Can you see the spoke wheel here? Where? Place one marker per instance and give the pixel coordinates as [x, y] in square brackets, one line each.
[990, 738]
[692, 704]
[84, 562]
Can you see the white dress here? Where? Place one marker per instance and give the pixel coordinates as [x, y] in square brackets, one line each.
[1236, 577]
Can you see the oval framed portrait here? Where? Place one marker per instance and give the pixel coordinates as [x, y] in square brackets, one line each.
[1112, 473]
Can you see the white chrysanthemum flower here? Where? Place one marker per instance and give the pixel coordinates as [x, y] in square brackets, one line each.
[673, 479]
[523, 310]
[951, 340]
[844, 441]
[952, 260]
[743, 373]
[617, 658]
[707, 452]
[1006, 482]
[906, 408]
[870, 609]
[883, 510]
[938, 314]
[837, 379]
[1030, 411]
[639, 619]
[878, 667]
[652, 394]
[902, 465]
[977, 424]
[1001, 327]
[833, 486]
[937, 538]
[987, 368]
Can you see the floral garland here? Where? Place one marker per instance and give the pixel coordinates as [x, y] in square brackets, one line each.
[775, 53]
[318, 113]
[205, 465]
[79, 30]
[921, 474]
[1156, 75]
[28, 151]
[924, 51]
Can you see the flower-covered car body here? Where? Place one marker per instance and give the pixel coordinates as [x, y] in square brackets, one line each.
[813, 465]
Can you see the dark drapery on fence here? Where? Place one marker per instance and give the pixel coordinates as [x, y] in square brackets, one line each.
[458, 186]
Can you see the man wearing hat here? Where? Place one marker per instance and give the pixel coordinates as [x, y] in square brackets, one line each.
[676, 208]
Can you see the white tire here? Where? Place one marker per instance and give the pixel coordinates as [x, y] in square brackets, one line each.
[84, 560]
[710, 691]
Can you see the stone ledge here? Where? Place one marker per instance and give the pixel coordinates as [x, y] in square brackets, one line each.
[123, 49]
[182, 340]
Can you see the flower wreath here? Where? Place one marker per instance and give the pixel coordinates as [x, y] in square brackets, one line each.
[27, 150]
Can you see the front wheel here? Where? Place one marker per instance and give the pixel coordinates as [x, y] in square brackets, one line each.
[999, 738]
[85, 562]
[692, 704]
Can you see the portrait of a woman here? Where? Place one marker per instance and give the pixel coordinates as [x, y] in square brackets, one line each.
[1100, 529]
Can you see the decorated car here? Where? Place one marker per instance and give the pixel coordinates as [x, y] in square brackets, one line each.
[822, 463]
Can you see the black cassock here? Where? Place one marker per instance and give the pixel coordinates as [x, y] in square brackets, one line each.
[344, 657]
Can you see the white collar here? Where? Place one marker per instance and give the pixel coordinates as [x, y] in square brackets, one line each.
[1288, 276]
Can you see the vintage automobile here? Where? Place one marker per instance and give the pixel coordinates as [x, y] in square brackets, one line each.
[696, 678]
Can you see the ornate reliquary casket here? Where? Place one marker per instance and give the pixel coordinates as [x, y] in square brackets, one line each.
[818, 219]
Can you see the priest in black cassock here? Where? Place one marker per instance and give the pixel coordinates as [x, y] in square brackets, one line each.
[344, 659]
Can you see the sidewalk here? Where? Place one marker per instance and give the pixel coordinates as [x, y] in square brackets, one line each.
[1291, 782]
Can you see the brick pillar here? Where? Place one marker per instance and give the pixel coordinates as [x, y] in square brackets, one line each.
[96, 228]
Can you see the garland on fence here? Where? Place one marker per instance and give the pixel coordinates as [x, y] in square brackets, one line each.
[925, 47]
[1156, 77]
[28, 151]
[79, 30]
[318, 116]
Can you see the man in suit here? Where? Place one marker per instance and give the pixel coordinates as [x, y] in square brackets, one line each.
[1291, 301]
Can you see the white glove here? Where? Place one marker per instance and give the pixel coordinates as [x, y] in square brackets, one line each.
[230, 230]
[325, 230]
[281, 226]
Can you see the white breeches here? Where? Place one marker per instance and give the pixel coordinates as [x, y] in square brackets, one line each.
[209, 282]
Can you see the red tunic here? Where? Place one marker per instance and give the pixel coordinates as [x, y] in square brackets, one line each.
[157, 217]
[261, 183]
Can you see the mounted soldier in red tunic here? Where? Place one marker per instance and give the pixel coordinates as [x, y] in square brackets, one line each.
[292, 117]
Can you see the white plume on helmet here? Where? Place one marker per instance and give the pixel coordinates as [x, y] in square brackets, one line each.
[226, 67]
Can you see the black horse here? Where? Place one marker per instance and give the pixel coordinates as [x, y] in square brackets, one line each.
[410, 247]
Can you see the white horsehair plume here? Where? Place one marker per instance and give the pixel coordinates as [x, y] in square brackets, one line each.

TASK DESCRIPTION: Please express the part of the material that opens with the line containing "Can you see the front" and closes with the line containing "[1291, 301]", both lines included, as a two-column CSV headed label_text and answer. Give one row per label_text with its answer, each in a single quoted field, with line breaks turned into spaces.

EXERCISE RESULT:
label_text,answer
"Can you see the front wheel here? Where? Place one marker per instance and give the pixel coordinates as [x, y] in square brackets, one line each.","[999, 738] [85, 562] [692, 704]"
"Can you see the portrait of a woman here? Where? Place one marker per instance and give the pixel coordinates as [x, y] in square brackets, one line each.","[1100, 529]"
"Can you see the decorated car here? Where? Place one marker per instance and give the pixel coordinates as [x, y] in square brackets, one line each.","[822, 463]"
"Can you see the black cassock here? Where? Place one marker per instance and give the pixel coordinates as [x, y] in square brackets, one line each.","[344, 657]"
"Can you see the white collar here? Where? Place one marker per instance and give the pixel coordinates as [x, y] in square brackets, one line each.","[1288, 276]"
"Can you see the vintage automobile here? Where? Place one marker per instance and give the pixel coordinates as [x, y] in square brackets, one line each.","[696, 678]"
"Can you see the ornate reliquary casket here? Where? Place one marker per instance and give the pixel coordinates as [x, y] in square brackets, one line each.","[818, 219]"
"Can you see the priest in black cassock here? Where? Place one marker per instance and give the pixel coordinates as [x, y] in square brackets, one line each.","[344, 659]"
"Can you see the sidewalk here? Where? Place one marker per instance and give the pixel coordinates as [x, y] in square brackets, one line each.","[1291, 782]"
"Can you see the brick pillar here? Where? Place one marker per instance and give the pixel coordinates as [x, y] in square brackets, one line each.","[96, 228]"
"Can you see the garland on fence here? Where? Place one marker per instance and give the pixel coordinates as [x, y] in square brackets, one line each.","[925, 47] [1156, 77] [28, 151] [79, 30] [318, 116]"
"Can you see the man in suit here? Where? Place one marker per instance and give the pixel coordinates as [x, y] in square brackets, one line each.","[1291, 301]"